Una piacevole scoperta: il sito “JesusDatabase” sta rendendo consultabili on-line, d’accordo con l’autore, alcuni dei materiali che John Dominic Crossan ha posto in appendice al suo celebre (e discusso) capolavoro, The Historical Jesus: The Life of a Mediterranean Jewish Paesant (Harper Collins, New York 1991).
Si tratta di un repertorio analitico di tutti i materiali che le fonti protocristiane (fino all’anno 150 circa) hanno trasmesso di e su Gesù, consultabile qui (nel libro si trova alle pp. 427-450, col titolo An Inventory of the Jesus Tradition by Chronological Stratification and Indipendent Attestation).
I vari materiali risultano classificati secondo un doppio ordine: cronologico e per numero di attestazioni. La stratificazione cronologica elaborata da Crossan, in particolare, comprende quattro grandi periodi: a) dal 30 al 60; b) dal 60 all’80; c) dall’80 al 120; d) dal 120 al 150 (i criteri di datazione sono stati ovviamente discussi da Crossan stesso, all’interno del volume). Delle 522 unità individuate e prese in esame dall’autore, soltanto 180 risultano attestate in più fonti (vale a dire che godono di una “molteplice attestazione”: 105 in due fonti; 42 in tre fonti; 33 in più di tre fonti), mentre 342 possono contare su una singola attestazione.

## DATI GREZZI
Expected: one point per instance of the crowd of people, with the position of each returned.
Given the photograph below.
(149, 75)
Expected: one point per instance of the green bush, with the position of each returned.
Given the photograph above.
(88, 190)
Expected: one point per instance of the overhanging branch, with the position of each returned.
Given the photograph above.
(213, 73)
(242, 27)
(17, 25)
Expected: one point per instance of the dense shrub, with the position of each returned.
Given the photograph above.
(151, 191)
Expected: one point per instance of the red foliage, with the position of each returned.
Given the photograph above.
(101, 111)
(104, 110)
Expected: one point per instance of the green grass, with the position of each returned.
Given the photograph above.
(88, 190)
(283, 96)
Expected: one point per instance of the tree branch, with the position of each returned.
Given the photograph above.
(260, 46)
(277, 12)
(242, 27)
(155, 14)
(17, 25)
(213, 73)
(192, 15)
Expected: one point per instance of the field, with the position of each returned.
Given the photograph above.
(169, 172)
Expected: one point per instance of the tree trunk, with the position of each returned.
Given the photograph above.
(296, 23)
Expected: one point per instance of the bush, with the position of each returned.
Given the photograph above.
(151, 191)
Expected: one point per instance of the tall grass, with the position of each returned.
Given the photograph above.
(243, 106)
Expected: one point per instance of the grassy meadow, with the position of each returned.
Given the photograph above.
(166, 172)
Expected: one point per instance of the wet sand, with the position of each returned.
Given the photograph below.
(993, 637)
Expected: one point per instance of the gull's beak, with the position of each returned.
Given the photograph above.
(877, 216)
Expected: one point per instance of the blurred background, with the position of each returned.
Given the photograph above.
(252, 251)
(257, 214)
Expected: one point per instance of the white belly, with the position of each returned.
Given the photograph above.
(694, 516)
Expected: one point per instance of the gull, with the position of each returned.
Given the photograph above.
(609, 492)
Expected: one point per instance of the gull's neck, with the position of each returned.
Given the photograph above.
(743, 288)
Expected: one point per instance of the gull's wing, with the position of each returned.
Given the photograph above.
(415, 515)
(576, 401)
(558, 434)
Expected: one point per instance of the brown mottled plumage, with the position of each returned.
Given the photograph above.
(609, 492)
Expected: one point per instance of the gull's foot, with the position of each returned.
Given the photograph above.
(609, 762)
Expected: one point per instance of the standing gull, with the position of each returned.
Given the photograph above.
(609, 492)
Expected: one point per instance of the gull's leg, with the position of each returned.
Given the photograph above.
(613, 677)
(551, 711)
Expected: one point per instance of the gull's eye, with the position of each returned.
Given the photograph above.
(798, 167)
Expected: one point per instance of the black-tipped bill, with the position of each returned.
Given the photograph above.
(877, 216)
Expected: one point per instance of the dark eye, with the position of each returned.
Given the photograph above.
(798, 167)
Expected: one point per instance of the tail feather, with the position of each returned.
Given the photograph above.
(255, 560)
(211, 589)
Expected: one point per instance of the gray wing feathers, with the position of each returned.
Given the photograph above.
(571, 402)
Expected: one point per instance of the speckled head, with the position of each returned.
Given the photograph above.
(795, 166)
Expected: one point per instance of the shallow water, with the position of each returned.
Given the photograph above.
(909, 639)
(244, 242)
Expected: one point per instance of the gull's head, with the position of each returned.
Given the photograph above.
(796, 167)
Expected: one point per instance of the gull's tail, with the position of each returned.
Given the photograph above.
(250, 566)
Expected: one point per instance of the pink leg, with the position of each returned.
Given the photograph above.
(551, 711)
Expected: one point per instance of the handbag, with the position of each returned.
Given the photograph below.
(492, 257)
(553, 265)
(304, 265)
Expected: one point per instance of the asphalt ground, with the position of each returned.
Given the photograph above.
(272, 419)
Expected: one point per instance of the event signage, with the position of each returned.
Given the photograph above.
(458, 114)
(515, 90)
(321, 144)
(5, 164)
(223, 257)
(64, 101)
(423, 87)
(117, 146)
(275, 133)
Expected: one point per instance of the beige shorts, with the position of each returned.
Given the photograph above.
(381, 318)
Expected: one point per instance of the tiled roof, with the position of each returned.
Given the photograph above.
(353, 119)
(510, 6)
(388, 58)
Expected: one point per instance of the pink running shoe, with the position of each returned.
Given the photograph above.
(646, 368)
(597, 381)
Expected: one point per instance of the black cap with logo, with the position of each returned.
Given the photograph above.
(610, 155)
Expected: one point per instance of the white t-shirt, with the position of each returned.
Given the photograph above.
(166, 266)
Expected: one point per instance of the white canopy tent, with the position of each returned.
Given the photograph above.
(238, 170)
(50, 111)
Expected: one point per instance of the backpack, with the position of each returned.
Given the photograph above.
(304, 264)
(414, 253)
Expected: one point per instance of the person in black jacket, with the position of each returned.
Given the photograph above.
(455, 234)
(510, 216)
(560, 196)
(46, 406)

...

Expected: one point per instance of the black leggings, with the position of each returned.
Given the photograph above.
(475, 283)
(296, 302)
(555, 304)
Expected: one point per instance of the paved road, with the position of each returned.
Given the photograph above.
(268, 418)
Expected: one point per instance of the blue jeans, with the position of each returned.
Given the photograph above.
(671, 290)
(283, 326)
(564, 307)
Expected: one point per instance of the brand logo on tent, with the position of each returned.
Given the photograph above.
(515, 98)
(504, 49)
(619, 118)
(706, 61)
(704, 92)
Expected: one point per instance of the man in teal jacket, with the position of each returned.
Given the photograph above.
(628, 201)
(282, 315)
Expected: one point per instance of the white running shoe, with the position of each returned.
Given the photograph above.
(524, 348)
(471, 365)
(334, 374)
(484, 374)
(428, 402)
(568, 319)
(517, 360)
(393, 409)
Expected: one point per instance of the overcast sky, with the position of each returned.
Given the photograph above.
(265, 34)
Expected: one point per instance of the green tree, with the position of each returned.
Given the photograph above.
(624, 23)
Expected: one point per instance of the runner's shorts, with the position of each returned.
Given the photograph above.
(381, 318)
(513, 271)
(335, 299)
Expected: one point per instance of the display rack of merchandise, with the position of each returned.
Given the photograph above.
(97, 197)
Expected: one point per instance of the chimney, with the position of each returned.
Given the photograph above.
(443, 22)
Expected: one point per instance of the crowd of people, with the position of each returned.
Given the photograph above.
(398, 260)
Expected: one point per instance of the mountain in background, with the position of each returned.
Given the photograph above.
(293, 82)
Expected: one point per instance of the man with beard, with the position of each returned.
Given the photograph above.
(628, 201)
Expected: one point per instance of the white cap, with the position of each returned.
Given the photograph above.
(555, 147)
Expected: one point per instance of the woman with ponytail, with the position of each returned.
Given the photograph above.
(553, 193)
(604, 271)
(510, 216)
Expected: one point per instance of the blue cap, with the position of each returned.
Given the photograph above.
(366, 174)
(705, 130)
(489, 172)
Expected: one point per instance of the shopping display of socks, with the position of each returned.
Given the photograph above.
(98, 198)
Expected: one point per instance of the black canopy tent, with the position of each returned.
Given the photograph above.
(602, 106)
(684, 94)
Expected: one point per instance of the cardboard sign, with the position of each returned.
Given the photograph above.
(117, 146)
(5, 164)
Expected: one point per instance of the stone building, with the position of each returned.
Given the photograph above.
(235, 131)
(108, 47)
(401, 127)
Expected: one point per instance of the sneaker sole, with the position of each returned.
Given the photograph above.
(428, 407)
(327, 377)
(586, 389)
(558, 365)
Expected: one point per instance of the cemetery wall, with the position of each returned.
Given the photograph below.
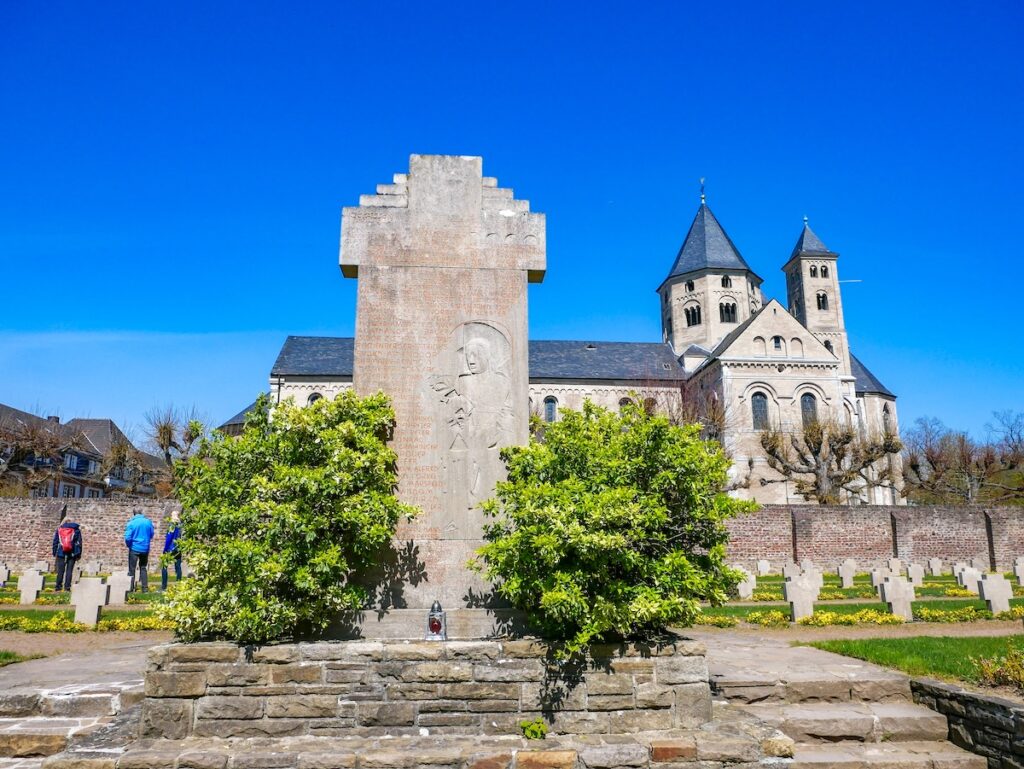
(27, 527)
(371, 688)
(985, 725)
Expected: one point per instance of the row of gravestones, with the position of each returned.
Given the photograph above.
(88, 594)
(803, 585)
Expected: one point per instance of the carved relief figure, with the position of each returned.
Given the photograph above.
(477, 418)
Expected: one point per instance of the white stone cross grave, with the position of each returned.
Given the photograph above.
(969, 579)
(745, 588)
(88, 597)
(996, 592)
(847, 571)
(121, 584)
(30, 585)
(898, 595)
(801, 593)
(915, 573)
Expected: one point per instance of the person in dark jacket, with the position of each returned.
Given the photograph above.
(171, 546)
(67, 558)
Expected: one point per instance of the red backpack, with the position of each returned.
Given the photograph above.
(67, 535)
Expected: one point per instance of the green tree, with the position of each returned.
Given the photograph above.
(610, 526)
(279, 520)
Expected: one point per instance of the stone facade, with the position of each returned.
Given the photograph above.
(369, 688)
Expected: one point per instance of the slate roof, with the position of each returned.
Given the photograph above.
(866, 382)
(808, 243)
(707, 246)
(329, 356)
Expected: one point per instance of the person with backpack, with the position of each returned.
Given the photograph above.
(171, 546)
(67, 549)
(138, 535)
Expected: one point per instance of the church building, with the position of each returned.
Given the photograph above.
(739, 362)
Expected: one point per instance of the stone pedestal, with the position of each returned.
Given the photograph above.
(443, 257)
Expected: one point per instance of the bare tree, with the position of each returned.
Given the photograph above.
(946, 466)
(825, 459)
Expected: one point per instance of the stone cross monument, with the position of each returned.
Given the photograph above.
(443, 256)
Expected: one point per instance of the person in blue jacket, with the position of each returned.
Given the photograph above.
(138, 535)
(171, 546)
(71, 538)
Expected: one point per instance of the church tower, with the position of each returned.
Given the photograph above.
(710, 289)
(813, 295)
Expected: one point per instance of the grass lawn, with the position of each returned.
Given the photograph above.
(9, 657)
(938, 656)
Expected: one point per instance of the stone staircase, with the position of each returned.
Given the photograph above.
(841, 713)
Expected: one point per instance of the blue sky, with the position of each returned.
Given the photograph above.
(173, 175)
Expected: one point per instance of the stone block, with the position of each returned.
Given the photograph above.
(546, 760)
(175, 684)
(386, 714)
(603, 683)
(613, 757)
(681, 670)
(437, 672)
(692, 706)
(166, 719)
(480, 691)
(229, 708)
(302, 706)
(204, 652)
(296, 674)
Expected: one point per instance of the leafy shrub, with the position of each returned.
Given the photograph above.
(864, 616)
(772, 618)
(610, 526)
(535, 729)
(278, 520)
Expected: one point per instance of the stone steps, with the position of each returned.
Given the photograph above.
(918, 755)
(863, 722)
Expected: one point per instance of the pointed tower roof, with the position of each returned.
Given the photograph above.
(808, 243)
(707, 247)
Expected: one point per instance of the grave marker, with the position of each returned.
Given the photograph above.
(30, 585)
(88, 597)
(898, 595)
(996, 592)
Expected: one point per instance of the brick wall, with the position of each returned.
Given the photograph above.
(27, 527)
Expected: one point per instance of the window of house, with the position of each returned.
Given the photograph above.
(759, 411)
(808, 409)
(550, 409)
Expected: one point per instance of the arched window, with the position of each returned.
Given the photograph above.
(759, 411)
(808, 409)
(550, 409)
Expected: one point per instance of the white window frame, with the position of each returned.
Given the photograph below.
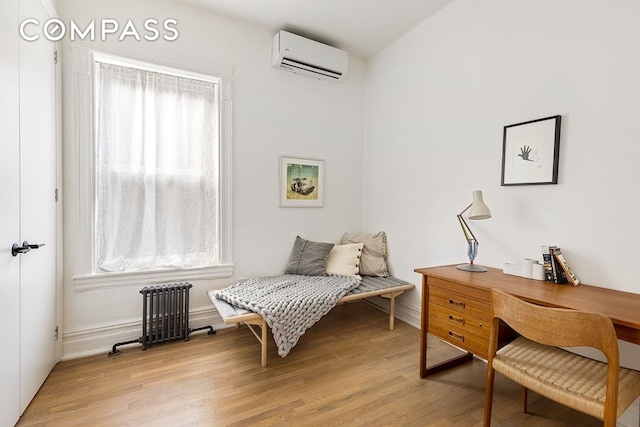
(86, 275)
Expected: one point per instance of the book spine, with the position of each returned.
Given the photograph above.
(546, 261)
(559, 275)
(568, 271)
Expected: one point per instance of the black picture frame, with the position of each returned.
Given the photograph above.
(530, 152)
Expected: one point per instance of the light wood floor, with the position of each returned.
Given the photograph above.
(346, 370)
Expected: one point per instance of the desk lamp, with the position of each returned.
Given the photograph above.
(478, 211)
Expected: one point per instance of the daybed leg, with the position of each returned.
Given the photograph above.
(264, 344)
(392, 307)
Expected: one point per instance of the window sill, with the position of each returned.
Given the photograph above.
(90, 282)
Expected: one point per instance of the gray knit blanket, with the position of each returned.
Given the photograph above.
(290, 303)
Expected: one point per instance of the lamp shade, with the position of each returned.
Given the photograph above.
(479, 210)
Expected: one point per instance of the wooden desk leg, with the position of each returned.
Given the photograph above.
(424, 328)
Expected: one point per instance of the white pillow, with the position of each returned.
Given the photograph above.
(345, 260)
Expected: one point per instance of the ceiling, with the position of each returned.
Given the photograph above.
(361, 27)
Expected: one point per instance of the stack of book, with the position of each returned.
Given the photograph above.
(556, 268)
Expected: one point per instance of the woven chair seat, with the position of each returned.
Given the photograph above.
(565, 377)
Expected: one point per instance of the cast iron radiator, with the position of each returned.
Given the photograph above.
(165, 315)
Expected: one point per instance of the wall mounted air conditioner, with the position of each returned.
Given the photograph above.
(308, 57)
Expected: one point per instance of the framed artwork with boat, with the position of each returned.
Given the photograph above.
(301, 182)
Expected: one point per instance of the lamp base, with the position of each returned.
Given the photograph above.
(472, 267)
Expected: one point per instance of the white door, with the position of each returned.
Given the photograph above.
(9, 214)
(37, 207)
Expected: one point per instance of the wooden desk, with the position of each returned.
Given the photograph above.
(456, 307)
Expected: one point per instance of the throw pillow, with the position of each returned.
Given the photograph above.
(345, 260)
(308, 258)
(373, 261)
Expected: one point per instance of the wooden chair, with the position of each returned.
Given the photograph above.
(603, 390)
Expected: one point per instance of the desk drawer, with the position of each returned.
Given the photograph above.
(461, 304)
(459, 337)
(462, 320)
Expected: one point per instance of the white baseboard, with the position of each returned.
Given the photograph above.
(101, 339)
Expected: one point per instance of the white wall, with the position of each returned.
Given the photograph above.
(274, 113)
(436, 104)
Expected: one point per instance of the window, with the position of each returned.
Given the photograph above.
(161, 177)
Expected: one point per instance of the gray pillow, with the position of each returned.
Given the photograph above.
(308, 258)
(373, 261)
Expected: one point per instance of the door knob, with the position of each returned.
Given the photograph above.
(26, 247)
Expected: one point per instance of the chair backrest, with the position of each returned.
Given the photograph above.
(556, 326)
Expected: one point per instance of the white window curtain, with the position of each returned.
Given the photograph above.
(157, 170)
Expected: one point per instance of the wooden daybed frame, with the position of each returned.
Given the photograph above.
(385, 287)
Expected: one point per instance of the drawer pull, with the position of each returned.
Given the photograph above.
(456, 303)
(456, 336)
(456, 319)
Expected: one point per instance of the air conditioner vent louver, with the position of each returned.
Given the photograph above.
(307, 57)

--

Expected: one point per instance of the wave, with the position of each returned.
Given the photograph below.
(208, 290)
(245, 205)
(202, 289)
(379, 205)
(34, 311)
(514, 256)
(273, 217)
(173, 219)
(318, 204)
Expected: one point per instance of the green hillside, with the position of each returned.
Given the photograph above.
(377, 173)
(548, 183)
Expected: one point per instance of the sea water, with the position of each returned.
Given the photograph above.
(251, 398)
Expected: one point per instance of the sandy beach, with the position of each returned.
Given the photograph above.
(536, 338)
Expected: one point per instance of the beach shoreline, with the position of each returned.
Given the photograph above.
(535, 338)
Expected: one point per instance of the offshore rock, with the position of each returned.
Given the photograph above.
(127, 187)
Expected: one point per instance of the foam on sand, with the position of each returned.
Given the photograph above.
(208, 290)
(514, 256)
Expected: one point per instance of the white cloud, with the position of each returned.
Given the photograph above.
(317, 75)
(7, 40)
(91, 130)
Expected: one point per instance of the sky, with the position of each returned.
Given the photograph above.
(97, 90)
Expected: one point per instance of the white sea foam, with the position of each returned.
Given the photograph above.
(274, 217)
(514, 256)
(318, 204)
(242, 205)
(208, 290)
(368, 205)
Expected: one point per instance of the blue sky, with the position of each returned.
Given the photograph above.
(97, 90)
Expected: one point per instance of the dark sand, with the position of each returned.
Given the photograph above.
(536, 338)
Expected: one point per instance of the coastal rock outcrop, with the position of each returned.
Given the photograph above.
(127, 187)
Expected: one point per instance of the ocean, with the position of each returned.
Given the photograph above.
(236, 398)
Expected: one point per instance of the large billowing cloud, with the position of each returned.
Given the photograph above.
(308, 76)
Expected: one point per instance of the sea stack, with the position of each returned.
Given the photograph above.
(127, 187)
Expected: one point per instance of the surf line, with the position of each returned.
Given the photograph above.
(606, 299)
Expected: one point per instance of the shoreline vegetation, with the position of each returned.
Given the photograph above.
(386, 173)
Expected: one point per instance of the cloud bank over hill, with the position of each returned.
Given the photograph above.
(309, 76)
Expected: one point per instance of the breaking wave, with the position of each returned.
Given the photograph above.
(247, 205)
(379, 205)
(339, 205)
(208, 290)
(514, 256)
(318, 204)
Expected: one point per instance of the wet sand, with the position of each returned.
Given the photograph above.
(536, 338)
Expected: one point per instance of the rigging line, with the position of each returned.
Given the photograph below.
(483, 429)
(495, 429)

## COSE DA FARE
**A)** Aggiorna il tratto del testo fornito che va da "Si tratta di" fino a "and Indipendent Attestation).", mettendo "inventario analitico" al posto di "repertorio analitico".
**B)** Secondo il testo fornito, quante delle unità esaminate da Crossan possono contare su una singola attestazione?
Le righe non hanno alcun legame con il testo fornito.

## RISPOSTE FINALI
**A)**
Si tratta di un inventario analitico di tutti i materiali che le fonti protocristiane (fino all’anno 150 circa) hanno trasmesso di e su Gesù, consultabile qui (nel libro si trova alle pp. 427-450, col titolo An Inventory of the Jesus Tradition by Chronological Stratification and Indipendent Attestation).

**B)** 342.